# [Page text]
- - - - -
Both edges are also blaming Brussels – that’s a short summary of the European answer to the crisis question. To this answer, guardians of the recent European integration history and the defenders of status quo are now seeking a medication. Which is not easy.
France had a massive rupture – being disjointed –, as their National Front (like our Conservative People’s Party, but with historical draught and intellectually credible) took the win by 25 percent of votes. Front National desires France to exit eurozone and Schengen, and is now demanding parliamentary elections in France.
This shows we do not have to do with just a protest in the European register: for that, France is too big. The victory for Marine Le Pen’s movement is equally a protest against socialists and President Francois Hollande – who, merely two years ago, also won a protest-wave-propelled victory against predecessor Nicolas Sarkozy.
A shock at least as severe hit the political system in Great Britain where a historic first has taken place: the elections were won by neither conservatives nor Labour Party. They were won by a right wing protest movement called United Kingdom Independence Party or UKIP. UKIP as well is hoping to convert its Sunday success into domestic power. UKIP seeks to quit the EU, while trying to avoid the racist or blatantly anti-immigrants undertones that have earlier plagued it. Therefore, the UKIP leader Nigel Farage has already ruled out joining the same faction as Front National.
The protests against mainstream EU in large countries are offset by Germany, where Christian Democrats and Social Democrats took 60 percent of votes between the two of them. Germany staying on track will also draw the contours for stability strategy for the rest of EU: in the European Parliament, the protectors of up-to-now history and development will probably go for the so-called grand coalition, wherein the elections winner, the centre right People’s Party, will make peace with European socialists in the name of the common good.
Socialists and the conservative standing back to back in the European Parliament, however, may only work as a temporary defence strategy. There is much to worry about: for the first time in the past 60 years, the «lines of flight» from the disappointing normality of Europe are not directed to the future, but back to the past. The term comes from Deleuze and Guattar who by this mean the pressures at edges and in heart quietly breaking any stability. So far, EU’s stability has lived on the crises, moved forward through the crises. Now, it seems, a backlash is coming.
Let’s try to picture Estonia in this Babel of European questions and answers. What was the question we got the answer to, Sunday night? Surely, it was not «Who won the party tops debate?» (Ms Lauristin, Ms Ansip were distant 3rd and 4th). The question also wasn’t «Which European Parliament faction is the most popular in Estonia?» – as the answer ALDE (i.e. EU’s liberals) by three seats (Reform Party plus Centre Party) is politically grotesque.
One answer is that Reform Party victory was stability’s victory in Estonia. But even here, the clear answer gets buried under «lines of flight». Reform did get the 1st place, while being the single party that was strong. Centre Party got the shock of its lifetime; soc dems would have been beaten without Ms Lauristin; IRL needs to thank the veteran Mr Kelam for getting in the picture. Even into the Reform result, the large support of inside oppositionist Kaja Kallas injects a measure of uncertainty.
The question of «how stable is Estonia as compared to European backdrop» thus got no clear answer. The more so as Indrek Tarand is added to the equation who, more than any party, today stands as a symbol of opposition. On that level, Estonia is sending two antithetic tendencies into the European Parliament. On the one hand, here goes the one-man-party of Mr Tarand, whose anti-political-corruption-and-backscratching platform would have sounded familiar in a large part of the rest of Europe. On the other, we dispatch the austerity policy godfather and party cadre Andrus Ansip... Our own Estonian-type moderate extremists.
- - - - -
# [Work to be completed]
Update the text on the European elections from "France had a" up to and including "elections in France.", replacing "eurozone" with "euro area".

Point-per-instance localization data:
- - - - -
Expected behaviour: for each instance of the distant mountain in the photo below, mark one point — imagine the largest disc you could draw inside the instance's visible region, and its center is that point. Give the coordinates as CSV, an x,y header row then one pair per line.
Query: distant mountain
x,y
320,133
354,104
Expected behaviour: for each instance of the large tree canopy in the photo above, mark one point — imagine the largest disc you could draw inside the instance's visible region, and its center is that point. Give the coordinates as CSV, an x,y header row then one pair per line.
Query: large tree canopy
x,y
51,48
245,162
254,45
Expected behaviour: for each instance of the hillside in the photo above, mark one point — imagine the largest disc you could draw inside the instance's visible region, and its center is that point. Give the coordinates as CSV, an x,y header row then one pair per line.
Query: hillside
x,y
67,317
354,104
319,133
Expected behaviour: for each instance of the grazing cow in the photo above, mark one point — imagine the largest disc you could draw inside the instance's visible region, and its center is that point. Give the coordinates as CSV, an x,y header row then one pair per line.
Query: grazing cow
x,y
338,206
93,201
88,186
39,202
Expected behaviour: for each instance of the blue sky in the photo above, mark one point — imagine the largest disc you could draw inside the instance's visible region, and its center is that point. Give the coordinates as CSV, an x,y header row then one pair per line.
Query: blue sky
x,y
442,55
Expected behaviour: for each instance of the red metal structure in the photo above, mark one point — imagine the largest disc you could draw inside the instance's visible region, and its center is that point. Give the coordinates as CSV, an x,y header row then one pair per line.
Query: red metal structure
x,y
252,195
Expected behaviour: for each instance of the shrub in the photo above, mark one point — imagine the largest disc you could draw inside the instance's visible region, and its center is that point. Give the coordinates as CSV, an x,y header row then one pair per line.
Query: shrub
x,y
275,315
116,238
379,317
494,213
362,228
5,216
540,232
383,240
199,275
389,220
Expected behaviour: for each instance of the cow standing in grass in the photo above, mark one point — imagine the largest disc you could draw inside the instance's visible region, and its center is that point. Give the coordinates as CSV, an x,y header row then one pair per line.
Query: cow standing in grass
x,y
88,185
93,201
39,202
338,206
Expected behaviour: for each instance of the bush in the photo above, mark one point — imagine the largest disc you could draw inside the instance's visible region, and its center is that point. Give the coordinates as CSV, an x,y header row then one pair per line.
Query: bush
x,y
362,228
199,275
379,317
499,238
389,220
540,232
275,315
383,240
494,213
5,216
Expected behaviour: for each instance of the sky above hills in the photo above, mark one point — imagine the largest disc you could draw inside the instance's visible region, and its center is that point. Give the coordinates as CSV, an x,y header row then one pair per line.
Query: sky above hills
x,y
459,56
- - - - -
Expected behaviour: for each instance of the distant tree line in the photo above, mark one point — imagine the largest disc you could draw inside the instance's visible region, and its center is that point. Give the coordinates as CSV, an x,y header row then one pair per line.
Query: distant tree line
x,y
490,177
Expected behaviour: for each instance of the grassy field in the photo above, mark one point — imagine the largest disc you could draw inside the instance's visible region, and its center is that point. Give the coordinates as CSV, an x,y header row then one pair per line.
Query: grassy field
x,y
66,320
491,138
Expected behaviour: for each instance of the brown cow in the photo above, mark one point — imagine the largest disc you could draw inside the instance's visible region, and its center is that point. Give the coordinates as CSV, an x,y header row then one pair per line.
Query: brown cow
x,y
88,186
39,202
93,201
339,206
- - - - -
# [Output below]
France had a massive rupture – being disjointed –, as their National Front (like our Conservative People’s Party, but with historical draught and intellectually credible) took the win by 25 percent of votes. Front National desires France to exit euro area and Schengen, and is now demanding parliamentary elections in France.